* [Passage]
==================================================

To bring a claim in the UK, the claimant must ensure they are within the relevant time limit.
Understanding how time limits work in the UK is not necessarily straightforward, as there are several different limitation periods for various different types of civil claim.
The rules are also further complicated by the fact that the date from which these periods of time will run can differ depending on the type of claim involved and, in some cases, may even require an assessment of when the claimant acquired the knowledge of their right to bring such claim.
Below we look at how these time limits apply and to what types of claim, as well as what exactly is meant by statute of limitations and whether we have a statute of limitations in the UK.
What is the statute of limitations in the UK?
Unlike other European countries or much of the United States, the UK has no official statute of limitations. This typically refers to the time limits for filing criminal charges against someone, after which time that person can no longer be prosecuted for the offence in question.
The UK does, however, have specific legislation in place to provide limitation periods within which a civil claim can be brought against a person or party. The limitation periods under the civil law of England and Wales are prescribed by the Limitation Act 1980. This is a statute of limitations which provides timescales within which action may be taken in civil cases only.
Once the relevant statutory limitation period has passed in the context of any given civil claim, this will usually provide the defendant with a valid defence on the grounds that the cause of action is “statute-barred”. This means the claim can be thrown out by the court, regardless of any substantive merits, simply because it has been brought out of time.
Why do prescribed time limits for civil claims exist?
For the claimant looking to recover monies rightly owed by the defendant, or seeking compensation for damage or injury sustained in consequence of the defendant’s negligence, the legislation limiting the time within which a civil claim can be initiated may seem unfair. However, there are good public policy reasons behind these prescribed time limits.
Absent any deadline for bringing a claim, individuals and organisations would be perpetually exposed to a risk of litigation in circumstances where the evidence, including the recollections of witnesses, is likely to diminish. As such, it could become difficult, or even impossible, for the courts to fairly adjudicate such a case, potentially resulting in an unjust outcome.
It is considered to be in the public interest to barr claims after a certain period of time has lapsed. for that particular type of claim.
The applicable time limits may vary as between different types of civil claim, but the purpose behind the rules always remains the same: to bring certainty and finality in litigation, and to avoid disputes over historic events where there can no longer be a fair trial.
What is the role of the Limitation Act 1980?
The Limitation Act 1980 plays an important role in the civil justice system in the UK, ensuring that appropriate prescribed time limits apply for different types of claim. That said, this legislation does not, in itself, prevent a claimant from issuing a claim, even if the limitation period has passed and they are technically “out of time”.
Instead, the provisions of the Act provide the defendant with a basis upon which they can ask the court to strike out the claim, together with an order in their favour for any costs incurred in so doing. In most cases, however, for the defendant to be able to raise this issue, and for the court to even consider it, the defendant must actively raise a limitation defence.

==================================================

* [What is being asked] Copy the stretch from "Below we look" through "limitations in the UK?" in the UK limitation periods text word for word.

==================================================

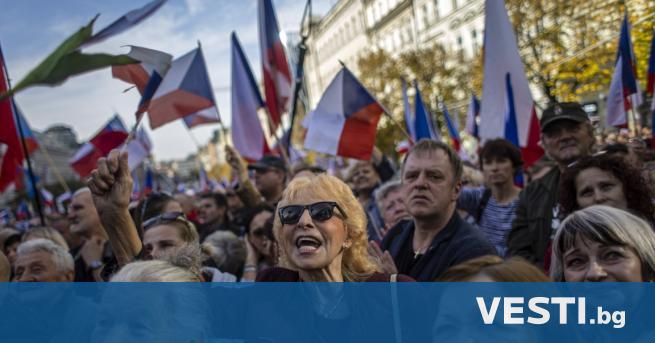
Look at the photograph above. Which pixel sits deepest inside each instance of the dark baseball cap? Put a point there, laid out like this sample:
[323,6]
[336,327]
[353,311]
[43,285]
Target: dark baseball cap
[268,162]
[563,111]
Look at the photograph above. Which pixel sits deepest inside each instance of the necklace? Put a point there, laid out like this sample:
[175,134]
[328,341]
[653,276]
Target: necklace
[421,250]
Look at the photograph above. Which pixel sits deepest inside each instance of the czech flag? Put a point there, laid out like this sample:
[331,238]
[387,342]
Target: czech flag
[472,117]
[452,129]
[30,140]
[185,90]
[247,133]
[345,120]
[275,68]
[409,116]
[650,88]
[12,151]
[501,58]
[111,136]
[624,89]
[423,124]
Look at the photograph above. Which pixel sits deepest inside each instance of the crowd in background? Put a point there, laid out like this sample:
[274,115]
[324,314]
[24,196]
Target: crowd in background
[583,212]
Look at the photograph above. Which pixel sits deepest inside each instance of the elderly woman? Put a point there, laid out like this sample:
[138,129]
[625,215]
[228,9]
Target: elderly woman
[603,179]
[601,243]
[321,231]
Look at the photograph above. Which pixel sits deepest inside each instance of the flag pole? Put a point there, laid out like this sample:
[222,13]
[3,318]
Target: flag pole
[300,70]
[37,195]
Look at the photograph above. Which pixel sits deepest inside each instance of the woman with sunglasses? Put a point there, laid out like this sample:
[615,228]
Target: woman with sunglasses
[320,228]
[605,179]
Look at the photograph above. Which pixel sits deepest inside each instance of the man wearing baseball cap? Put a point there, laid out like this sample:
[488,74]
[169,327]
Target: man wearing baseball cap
[566,136]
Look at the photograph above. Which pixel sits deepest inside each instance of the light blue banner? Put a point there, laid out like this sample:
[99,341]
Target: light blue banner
[306,312]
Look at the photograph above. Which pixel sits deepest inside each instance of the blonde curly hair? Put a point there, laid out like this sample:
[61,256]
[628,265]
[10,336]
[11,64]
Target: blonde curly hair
[356,263]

==================================================

* [Response box]
Below we look at how these time limits apply and to what types of claim, as well as what exactly is meant by statute of limitations and whether we have a statute of limitations in the UK.
What is the statute of limitations in the UK?